* [Your objective]
Print out each entry below exactly, please.

┌─ Data section

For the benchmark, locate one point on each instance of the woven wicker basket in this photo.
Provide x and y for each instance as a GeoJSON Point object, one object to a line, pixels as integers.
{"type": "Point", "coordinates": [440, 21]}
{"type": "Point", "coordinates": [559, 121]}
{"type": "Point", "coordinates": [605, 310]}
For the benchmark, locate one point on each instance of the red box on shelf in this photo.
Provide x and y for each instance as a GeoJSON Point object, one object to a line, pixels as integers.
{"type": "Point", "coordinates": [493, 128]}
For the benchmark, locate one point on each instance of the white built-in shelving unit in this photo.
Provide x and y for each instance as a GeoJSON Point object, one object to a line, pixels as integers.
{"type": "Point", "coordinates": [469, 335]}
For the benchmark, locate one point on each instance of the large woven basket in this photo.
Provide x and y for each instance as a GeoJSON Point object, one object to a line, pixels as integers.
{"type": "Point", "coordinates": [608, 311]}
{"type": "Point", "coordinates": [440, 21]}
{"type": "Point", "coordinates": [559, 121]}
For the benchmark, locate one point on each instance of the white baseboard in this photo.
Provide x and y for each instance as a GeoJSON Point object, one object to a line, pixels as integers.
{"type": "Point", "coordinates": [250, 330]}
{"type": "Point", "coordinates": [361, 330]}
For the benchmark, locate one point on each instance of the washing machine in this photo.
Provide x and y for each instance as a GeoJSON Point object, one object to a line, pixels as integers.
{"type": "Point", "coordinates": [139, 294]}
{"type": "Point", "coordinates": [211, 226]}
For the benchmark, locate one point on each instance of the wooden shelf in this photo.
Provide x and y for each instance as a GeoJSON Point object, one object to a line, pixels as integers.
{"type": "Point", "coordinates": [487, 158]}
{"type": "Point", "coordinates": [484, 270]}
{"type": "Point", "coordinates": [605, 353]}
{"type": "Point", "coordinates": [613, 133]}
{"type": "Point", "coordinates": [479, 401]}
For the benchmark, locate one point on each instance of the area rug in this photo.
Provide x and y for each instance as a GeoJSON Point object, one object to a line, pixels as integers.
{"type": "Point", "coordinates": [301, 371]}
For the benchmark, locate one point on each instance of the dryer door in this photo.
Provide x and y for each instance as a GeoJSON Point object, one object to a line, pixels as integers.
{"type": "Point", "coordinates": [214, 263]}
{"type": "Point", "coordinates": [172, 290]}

└─

* [Answer to the task]
For the benchmark, locate one point on each instance of the woven wicker basket in this photo.
Provide x and y for each instance as a GeoJSON Point object, one object to a line, pixels as integers.
{"type": "Point", "coordinates": [440, 21]}
{"type": "Point", "coordinates": [559, 121]}
{"type": "Point", "coordinates": [605, 310]}
For the benchmark, locate one point on each instance of the red box on shelf in this photo.
Provide x and y for each instance as a GeoJSON Point object, one object to a line, pixels as integers.
{"type": "Point", "coordinates": [493, 128]}
For the benchmark, locate one point on each instance of the white built-in shelving unit in this photo.
Provide x and y for each instance as a GeoJSON Point object, one object to a line, pixels as integers.
{"type": "Point", "coordinates": [469, 335]}
For the benchmark, locate one point on each instance of the large woven basket in this photo.
Provide x and y for each instance as a GeoJSON Point object, one object to a line, pixels as integers.
{"type": "Point", "coordinates": [608, 311]}
{"type": "Point", "coordinates": [440, 21]}
{"type": "Point", "coordinates": [559, 121]}
For the benchmark, locate one point on each instance of the white baseboard in this photo.
Provide x and y for each instance as a GeoJSON Point object, one object to a line, pixels as integers.
{"type": "Point", "coordinates": [250, 330]}
{"type": "Point", "coordinates": [361, 330]}
For the benchmark, locate one point on each instance of the washing machine in this photo.
Provide x and y for each instance as a GeoJSON Point object, one object to a line, pixels as integers.
{"type": "Point", "coordinates": [139, 294]}
{"type": "Point", "coordinates": [211, 226]}
For the benchmark, locate one point on each instance of the wooden shelf in this photo.
Provide x and y for each instance as a GeoJSON Point object, one object to a line, pixels as integers.
{"type": "Point", "coordinates": [487, 158]}
{"type": "Point", "coordinates": [484, 270]}
{"type": "Point", "coordinates": [605, 353]}
{"type": "Point", "coordinates": [613, 133]}
{"type": "Point", "coordinates": [479, 401]}
For the benchmark, locate one point on each instance of the area rug in this photo.
Provide x and y for each instance as a GeoJSON Point object, one object to a line, pixels as integers.
{"type": "Point", "coordinates": [301, 371]}
For the benchmark, locate one point on each instance of the dryer door in this photo.
Provide x and y for each instance as a GeoJSON Point object, one object to a line, pixels as integers.
{"type": "Point", "coordinates": [214, 263]}
{"type": "Point", "coordinates": [172, 290]}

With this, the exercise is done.